(TASK MATERIAL begins)
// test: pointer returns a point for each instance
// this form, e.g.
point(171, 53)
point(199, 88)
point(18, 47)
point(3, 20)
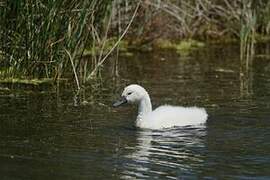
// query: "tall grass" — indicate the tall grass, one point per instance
point(48, 39)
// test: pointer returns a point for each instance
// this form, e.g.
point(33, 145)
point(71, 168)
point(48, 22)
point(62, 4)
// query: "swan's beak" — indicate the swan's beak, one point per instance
point(123, 100)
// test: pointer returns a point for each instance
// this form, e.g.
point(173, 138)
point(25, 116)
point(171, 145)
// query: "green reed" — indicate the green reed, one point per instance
point(40, 38)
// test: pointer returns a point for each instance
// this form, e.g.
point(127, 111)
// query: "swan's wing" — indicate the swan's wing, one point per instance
point(169, 116)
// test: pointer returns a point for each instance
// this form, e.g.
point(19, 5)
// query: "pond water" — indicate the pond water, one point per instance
point(49, 133)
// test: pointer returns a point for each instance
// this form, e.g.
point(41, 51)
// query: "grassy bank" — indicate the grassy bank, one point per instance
point(51, 39)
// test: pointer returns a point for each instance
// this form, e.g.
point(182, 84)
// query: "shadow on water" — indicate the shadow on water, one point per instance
point(58, 134)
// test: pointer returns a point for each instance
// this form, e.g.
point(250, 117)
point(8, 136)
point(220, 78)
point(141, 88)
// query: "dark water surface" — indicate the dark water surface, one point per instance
point(45, 135)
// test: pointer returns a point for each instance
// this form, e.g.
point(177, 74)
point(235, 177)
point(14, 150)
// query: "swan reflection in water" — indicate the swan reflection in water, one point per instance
point(169, 153)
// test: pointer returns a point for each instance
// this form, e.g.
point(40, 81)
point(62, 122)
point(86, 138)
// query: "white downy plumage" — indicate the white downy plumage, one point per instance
point(164, 116)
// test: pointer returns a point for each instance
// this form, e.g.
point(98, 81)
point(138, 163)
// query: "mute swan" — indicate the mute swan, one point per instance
point(164, 116)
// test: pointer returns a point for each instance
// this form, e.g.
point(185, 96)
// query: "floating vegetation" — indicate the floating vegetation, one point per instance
point(182, 46)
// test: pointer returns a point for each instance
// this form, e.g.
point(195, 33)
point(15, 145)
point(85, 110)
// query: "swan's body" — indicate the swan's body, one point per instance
point(164, 116)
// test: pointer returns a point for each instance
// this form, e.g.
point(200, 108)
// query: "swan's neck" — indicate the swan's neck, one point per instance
point(145, 107)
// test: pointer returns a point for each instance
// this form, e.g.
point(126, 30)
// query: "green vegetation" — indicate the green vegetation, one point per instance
point(182, 46)
point(53, 38)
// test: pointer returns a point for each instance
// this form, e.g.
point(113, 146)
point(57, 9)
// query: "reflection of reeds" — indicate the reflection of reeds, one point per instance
point(247, 41)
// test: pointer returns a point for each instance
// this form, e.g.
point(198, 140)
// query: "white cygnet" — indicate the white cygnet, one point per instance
point(165, 116)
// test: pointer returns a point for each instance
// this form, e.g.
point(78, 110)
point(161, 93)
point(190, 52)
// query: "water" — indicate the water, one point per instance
point(46, 133)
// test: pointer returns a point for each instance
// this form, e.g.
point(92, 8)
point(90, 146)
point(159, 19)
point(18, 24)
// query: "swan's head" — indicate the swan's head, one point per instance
point(132, 94)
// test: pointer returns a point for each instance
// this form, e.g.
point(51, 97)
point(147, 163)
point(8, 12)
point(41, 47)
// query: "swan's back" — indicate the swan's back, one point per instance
point(169, 116)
(TASK MATERIAL ends)
Restate the material word for word from its first line through the line containing "point(62, 4)", both included; the pictures do not belong in it.

RESULT FOR THIS TASK:
// test: pointer returns a point for each instance
// this form, e.g.
point(171, 53)
point(199, 88)
point(18, 47)
point(3, 20)
// query: "tall grass" — indicate the tall grass, one point per instance
point(48, 39)
// test: pointer returns a point for each instance
// this form, e.g.
point(33, 145)
point(71, 168)
point(48, 22)
point(62, 4)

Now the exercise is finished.